Stored data entries
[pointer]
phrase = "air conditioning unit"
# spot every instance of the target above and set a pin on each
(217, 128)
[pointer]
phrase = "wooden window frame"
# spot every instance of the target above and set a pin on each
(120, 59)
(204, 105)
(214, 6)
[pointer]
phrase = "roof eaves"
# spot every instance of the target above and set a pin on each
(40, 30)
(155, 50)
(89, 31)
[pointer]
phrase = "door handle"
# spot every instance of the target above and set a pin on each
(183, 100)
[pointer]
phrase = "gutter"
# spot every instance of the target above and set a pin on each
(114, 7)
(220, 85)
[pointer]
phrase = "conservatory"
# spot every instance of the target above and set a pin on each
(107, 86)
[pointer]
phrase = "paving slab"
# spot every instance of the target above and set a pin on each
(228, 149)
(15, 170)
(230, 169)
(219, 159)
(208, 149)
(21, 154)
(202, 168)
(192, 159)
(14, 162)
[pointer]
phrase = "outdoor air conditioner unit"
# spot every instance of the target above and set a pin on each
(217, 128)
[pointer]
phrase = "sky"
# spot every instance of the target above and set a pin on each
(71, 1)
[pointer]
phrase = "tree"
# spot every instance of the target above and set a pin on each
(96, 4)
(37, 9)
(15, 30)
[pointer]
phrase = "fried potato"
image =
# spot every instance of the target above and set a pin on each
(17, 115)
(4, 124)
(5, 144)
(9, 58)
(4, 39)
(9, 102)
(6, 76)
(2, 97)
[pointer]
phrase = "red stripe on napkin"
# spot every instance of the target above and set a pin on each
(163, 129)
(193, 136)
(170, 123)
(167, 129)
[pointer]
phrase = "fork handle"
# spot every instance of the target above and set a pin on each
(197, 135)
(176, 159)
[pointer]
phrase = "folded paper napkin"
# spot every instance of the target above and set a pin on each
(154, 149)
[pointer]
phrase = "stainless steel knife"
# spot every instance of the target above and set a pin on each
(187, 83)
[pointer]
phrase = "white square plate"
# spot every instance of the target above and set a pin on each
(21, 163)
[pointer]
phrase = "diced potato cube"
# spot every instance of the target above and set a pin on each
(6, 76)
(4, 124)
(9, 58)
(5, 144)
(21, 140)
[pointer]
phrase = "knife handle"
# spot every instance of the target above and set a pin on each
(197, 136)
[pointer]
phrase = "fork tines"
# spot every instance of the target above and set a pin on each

→ Prompt: Every record must be transcribed exactly as written.

→ Answer to the problem:
[pointer]
phrase = "air conditioning unit"
# spot every instance of the target above and set a pin on each
(217, 128)
[pointer]
phrase = "wooden window frame"
# spot every instance of the target above and set a pin on each
(120, 59)
(204, 105)
(214, 6)
[pointer]
phrase = "roof eaves"
# spot every instance of the target above and set a pin on each
(40, 30)
(155, 50)
(89, 31)
[pointer]
phrase = "door handle"
# spot every instance of the target above and set a pin on each
(183, 100)
[pointer]
phrase = "gutter"
# spot every instance of the target above and set a pin on each
(114, 7)
(220, 85)
[pointer]
phrase = "conservatory"
# spot every instance of the target above and set a pin on each
(107, 86)
[pointer]
phrase = "paving slab"
# spot every instance of the target above and set a pin on each
(228, 149)
(15, 170)
(230, 169)
(219, 159)
(208, 149)
(21, 154)
(202, 168)
(192, 159)
(14, 162)
[pointer]
phrase = "outdoor air conditioner unit"
# spot every instance of the target above and set a pin on each
(217, 128)
[pointer]
phrase = "sky"
# spot every instance of the target above and set a pin on each
(71, 1)
[pointer]
phrase = "tree"
# spot every instance of the target above and set a pin on each
(96, 4)
(37, 9)
(15, 30)
[pointer]
phrase = "fried potato"
image =
# spot every instance of the target above and set a pin on each
(17, 115)
(4, 124)
(5, 144)
(9, 58)
(4, 39)
(9, 102)
(6, 76)
(2, 97)
[pointer]
phrase = "red stripe on napkin"
# spot every instance of the target above and set a pin on each
(163, 129)
(193, 136)
(170, 123)
(167, 129)
[pointer]
phrase = "fork handle"
# spot every instance of the target above and set a pin on each
(197, 135)
(176, 159)
[pointer]
phrase = "folded paper napkin"
# spot every instance of the target above and set a pin on each
(154, 149)
[pointer]
phrase = "stainless steel knife"
# spot every instance of the target above and set a pin on each
(187, 83)
[pointer]
phrase = "white square plate"
# spot every instance of the target above and set a pin on each
(21, 163)
[pointer]
phrase = "diced potato cube"
# spot every instance of the target above and set a pin on each
(6, 76)
(4, 124)
(9, 58)
(5, 144)
(21, 140)
[pointer]
phrase = "knife handle"
# spot every instance of the target above and set a pin on each
(197, 136)
[pointer]
phrase = "fork tines"
# spot every instance of the target above and set a pin on each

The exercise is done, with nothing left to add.